[Data listing]
###
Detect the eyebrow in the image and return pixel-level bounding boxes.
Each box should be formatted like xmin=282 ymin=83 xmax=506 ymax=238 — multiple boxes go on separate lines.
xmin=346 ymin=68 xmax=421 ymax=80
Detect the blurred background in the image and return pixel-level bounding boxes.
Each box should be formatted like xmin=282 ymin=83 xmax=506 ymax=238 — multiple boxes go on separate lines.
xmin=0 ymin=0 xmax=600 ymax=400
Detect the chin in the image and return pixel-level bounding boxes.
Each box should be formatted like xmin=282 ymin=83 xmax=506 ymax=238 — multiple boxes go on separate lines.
###
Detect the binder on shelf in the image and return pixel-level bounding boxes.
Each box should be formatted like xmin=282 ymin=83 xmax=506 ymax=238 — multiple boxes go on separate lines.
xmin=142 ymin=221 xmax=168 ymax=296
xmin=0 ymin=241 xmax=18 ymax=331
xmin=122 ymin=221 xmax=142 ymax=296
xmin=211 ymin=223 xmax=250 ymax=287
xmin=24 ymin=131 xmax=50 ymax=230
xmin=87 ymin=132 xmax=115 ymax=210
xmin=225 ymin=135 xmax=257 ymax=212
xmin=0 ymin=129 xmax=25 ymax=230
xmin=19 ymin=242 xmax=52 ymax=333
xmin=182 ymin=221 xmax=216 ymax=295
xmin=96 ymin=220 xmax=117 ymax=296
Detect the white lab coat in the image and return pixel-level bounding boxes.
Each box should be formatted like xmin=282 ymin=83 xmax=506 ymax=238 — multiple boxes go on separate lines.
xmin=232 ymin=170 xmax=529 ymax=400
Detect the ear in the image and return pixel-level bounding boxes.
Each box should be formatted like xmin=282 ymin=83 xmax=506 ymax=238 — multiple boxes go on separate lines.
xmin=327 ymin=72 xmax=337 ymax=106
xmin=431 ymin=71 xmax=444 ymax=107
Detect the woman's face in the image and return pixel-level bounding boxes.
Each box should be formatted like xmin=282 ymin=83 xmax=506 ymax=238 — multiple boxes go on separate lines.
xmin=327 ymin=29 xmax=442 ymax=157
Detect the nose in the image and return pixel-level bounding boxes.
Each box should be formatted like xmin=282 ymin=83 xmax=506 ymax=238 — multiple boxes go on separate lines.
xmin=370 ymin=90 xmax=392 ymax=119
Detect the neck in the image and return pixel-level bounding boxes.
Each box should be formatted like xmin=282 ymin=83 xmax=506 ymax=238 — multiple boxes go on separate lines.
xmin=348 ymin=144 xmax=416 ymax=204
###
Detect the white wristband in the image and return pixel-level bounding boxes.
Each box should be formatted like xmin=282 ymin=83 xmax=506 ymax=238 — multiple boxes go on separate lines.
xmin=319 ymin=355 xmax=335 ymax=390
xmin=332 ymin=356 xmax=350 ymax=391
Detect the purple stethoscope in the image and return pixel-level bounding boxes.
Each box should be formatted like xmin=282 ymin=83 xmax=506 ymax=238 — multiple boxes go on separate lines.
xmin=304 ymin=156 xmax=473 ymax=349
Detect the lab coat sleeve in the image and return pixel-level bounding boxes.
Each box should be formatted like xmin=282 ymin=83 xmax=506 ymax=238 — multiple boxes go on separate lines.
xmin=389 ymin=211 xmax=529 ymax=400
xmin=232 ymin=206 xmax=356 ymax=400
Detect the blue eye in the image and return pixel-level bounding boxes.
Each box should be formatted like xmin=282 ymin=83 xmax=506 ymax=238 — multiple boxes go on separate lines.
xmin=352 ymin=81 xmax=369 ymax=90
###
Task requirements: Starting at the line that contains "Detect the white lab" and stopping after the line that contains "xmin=431 ymin=71 xmax=444 ymax=107", lay out those lines of the listing as a JSON list of strings, one string per line, with blank lines left out.

Written response:
[
  "Detect the white lab coat in the image and return pixel-level bounding boxes.",
  "Each box should be formatted like xmin=282 ymin=83 xmax=506 ymax=238 — multiple boxes go on separate lines.",
  "xmin=232 ymin=170 xmax=529 ymax=400",
  "Detect the ear in the image and return pixel-level bounding boxes.",
  "Each box should be formatted like xmin=282 ymin=83 xmax=506 ymax=238 — multiple boxes go on separate lines.",
  "xmin=327 ymin=72 xmax=337 ymax=106",
  "xmin=431 ymin=71 xmax=444 ymax=107"
]